> [Consignes]
1. Recopiez fidèlement le passage du texte sur le jeu Alma Mater qui commence à « L’économie de la » et se termine à « faire plus thématique. ».
2. Écrivez la suite du texte sur le jeu Alma Mater à partir de l'endroit où il s'arrête.

> [Texte fourni]
__________________________________________________

Alma Mater : un jeu trop scolaire ?
Alma Mater est la nouvelle création de Acchittocca, la réunion des quatre auteurs et autrices (Flaminia Brasini, Virginio Gigli, Stefano Luperto, et Antonio Tinto) de l’excellent Egizia (2009) et du plus fade Terramara. Réalisé chez Eggertspiele, un éditeur habitué aux eurogames exigeants (citons Great Western Trail, Mombasa ou Coimbra...) avec aux pinceaux (numériques), un certain Chris Quilliams bien en forme avec son trait stylisé.
La mère nourricière
Alma Mater est une locution latine qui évoque l’université, celle qui ensemence les esprits. Dans le jeu, il sera question de recruter des étudiants et des professeurs des quatre matières que sont l’art, la médecine, le droit et les mathématiques, tout cela en pleine Renaissance. Nous allons nous affronter pendant tout un semestre, soit 6 tours de jeu, et à la fin gagnera celui qui aura le plus de connaissance ou prestige dans un décompte (très salade de points, disons-le).
L’économie de la connaissance
Nous sommes dans un jeu de pose d’ouvriers avec un twist bien connu : exit la pose d’ouvrier bloquante, les lieux ne sont pas limités à un seul joueur. En revanche, le suivant arrivé sur place devra y placer deux ouvriers, celui d’après, trois, etc.
On commence chacun avec quatre ouvriers et il existe plusieurs moyens d’en récupérer deux de plus. Alma Mater fonctionne comme beaucoup de jeux du genre avec des ressources, qu’il s’agisse des ducats, mais aussi et surtout, des livres. Eh oui, pour recruter des élèves ou même des professeurs, il nous faudra dépenser des livres – on ne peut pas faire plus thématique.

__________________________________________________

> [Données extraites]
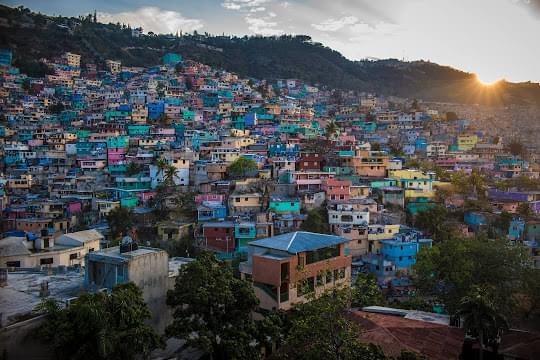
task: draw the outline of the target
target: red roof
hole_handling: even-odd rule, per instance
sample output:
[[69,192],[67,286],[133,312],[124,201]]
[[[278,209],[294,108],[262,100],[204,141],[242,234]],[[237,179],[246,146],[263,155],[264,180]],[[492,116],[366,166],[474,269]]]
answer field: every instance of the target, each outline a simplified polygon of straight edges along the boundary
[[352,313],[352,319],[364,330],[360,339],[381,346],[387,356],[409,350],[433,360],[446,360],[457,359],[461,353],[462,329],[364,311]]

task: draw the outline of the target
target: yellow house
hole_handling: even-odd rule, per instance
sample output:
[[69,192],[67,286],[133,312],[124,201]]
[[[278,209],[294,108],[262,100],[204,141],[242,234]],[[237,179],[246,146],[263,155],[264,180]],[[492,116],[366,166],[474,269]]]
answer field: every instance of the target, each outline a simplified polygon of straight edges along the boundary
[[372,254],[379,254],[381,250],[381,240],[392,239],[399,233],[399,224],[369,225],[368,228],[368,251]]
[[113,209],[116,209],[117,207],[120,207],[120,201],[97,199],[96,200],[96,205],[97,205],[97,208],[98,208],[98,211],[99,211],[99,216],[100,217],[105,217],[105,216],[109,215],[109,213]]
[[84,266],[84,257],[98,251],[102,239],[103,235],[96,230],[68,233],[56,239],[11,236],[0,240],[0,267]]
[[7,187],[10,189],[30,189],[32,187],[32,175],[21,175],[16,179],[8,179]]
[[249,130],[231,129],[230,134],[234,137],[249,136]]
[[461,151],[468,151],[473,149],[476,146],[477,142],[478,136],[476,135],[458,135],[458,149]]
[[371,188],[367,185],[352,185],[351,189],[351,198],[365,198],[369,196]]
[[259,193],[232,194],[229,196],[231,214],[259,212],[262,207],[262,195]]
[[397,180],[398,186],[404,189],[417,189],[425,193],[433,191],[434,173],[426,174],[416,169],[389,170],[388,177]]
[[226,137],[221,141],[221,146],[235,149],[253,144],[255,144],[255,139],[250,137]]

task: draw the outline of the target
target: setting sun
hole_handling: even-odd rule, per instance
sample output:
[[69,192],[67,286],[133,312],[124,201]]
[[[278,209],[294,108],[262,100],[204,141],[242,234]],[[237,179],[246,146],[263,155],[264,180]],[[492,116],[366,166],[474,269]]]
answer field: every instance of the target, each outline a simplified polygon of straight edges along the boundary
[[484,85],[484,86],[493,86],[493,85],[496,85],[499,81],[501,81],[500,79],[499,80],[482,80],[478,74],[476,74],[476,80],[481,85]]

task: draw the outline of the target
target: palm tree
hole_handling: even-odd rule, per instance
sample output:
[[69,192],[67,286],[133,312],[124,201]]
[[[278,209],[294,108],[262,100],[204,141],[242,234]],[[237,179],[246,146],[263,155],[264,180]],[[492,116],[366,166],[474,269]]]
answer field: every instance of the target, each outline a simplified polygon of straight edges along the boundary
[[326,138],[330,139],[337,133],[338,127],[335,121],[331,121],[326,125]]
[[497,342],[502,330],[508,329],[506,319],[499,314],[487,292],[476,288],[461,300],[457,315],[463,320],[467,333],[478,337],[480,342],[480,360],[483,359],[484,341]]
[[176,168],[173,165],[167,165],[163,173],[163,183],[166,186],[173,186],[175,176],[176,176]]
[[164,175],[165,169],[167,168],[167,166],[169,166],[169,162],[167,161],[167,159],[160,158],[158,159],[156,166],[158,168],[158,175]]

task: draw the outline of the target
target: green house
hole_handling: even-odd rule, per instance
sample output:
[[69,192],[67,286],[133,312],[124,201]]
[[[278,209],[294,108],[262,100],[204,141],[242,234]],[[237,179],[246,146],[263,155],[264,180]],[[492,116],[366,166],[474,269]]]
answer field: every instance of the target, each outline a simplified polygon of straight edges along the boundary
[[119,149],[129,147],[129,136],[115,136],[107,139],[107,148]]
[[182,118],[185,121],[195,121],[195,111],[192,111],[192,110],[182,111]]
[[125,197],[125,198],[120,199],[120,206],[125,207],[125,208],[130,208],[130,209],[134,208],[137,206],[138,203],[139,203],[139,198],[137,198],[136,196]]
[[298,199],[271,199],[268,210],[278,214],[300,213],[300,200]]
[[132,124],[128,125],[129,135],[148,135],[150,134],[150,125]]
[[182,55],[176,53],[167,53],[163,55],[163,65],[174,66],[183,61]]

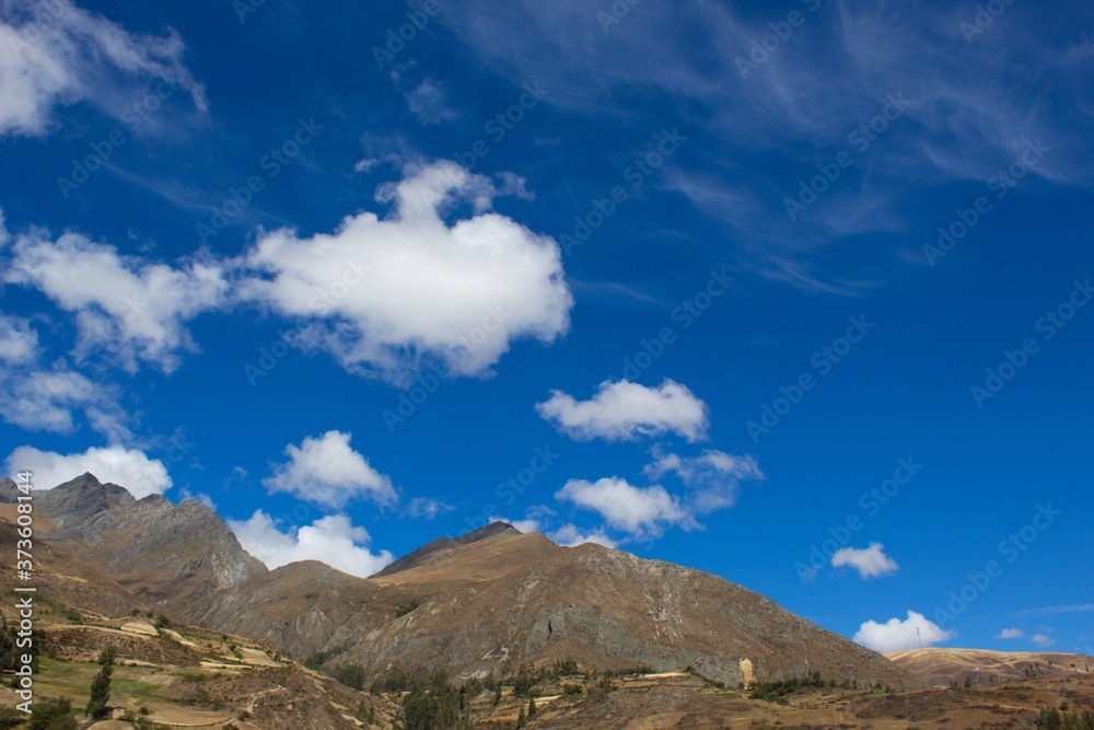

__________________________________________________

> [Réponses par consigne]
1.
L’économie de la connaissance
Nous sommes dans un jeu de pose d’ouvriers avec un twist bien connu : exit la pose d’ouvrier bloquante, les lieux ne sont pas limités à un seul joueur. En revanche, le suivant arrivé sur place devra y placer deux ouvriers, celui d’après, trois, etc.
On commence chacun avec quatre ouvriers et il existe plusieurs moyens d’en récupérer deux de plus. Alma Mater fonctionne comme beaucoup de jeux du genre avec des ressources, qu’il s’agisse des ducats, mais aussi et surtout, des livres. Eh oui, pour recruter des élèves ou même des professeurs, il nous faudra dépenser des livres – on ne peut pas faire plus thématique.

2.
Un élève dans les arts (ci-dessus tout à gauche) nous coûte deux livres d’un type, mais aussi un livre d’un autre type. Pour les premiers, on n’est jamais mieux servi que par soi-même et l’on va donc utiliser notre étudiant de départ qui, moyennant monnaie sonnante et trébuchante, produit quelques livres. Ces ouvrages vont être placés soit dans notre réserve, soit dans nos étagères. Chaque joueur étant associé à une couleur de livres, il faudra donc obtenir des livres d’autres couleurs ! Cela tombe bien : une des actions disponibles consiste à acheter des livres de la réserve d’un autre joueur. C’est ce que j’appelle l’économie de la connaissance. Il y a une véritable circulation de cette monnaie ! Je t’achète tes publications au prix que tu as fixé sur tes étagères, et tu vas, à ton tour, en acheter à un autre joueur, etc.
D’ailleurs, cela apporte un soupçon de négociations à ce jeu de gestion, du genre « si tu viens chez moi je viens chez toi ensuite ». Il y a également des dictionnaires (les livres jaunes), n’appartenant à aucun joueur, mais n’étant pas des jokers. Le fait que chaque joueur soit associé à une ressource rappelle Founders of Gloomhaven, mais en beaucoup moins tortueux, et beaucoup plus efficace. On pourrait aussi évoquer Yinzi de Costa et Rôla chez Spielworxx qui a un mécanisme similaire, puisque les cubes des joueurs deviennent des matériaux prisés par les autres joueurs.
Avec ces mêmes ouvrages, on engage des professeurs. Cette fois, on paye les livres que l’on souhaite, mais on doit les placer sur le professeur engagé. Désormais, quiconque voudrait engager ce professeur devra le faire avec les livres demandés… encore un moyen de donner de l’attrait à nos propres livres ! Cependant, si vous êtes premier à choisir, vous devrez défricher le sujet en payant une somme de ducats conséquente. Ce surcoût du premier sert surtout de mécanisme de catch-up.
Gravir les échelons universitaires
La grande majorité de l’interaction du titre est liée aux livres. Si, au premier tour, on recrute nos étudiants avec n’importe quels livres pourvu que l’on ait la diversité requise, pour les tours suivants, cela dépendra d’une piste du savoir, et le joueur en tête sur cette piste aura un avantage car ses livres seront plus prisés.
Cette petite incitation nous pousse à évoluer sur la piste du savoir, mais il faudra en payer les prérequis. En fin de segment, on atteint un jalon rapportant un bonus. Et, comme de bien entendu, plus on progresse, plus les bonus deviennent alléchants : un recrutement d’étudiant gratuit, quelques ducats et même des professeurs, parfois quand on arrive tout en haut.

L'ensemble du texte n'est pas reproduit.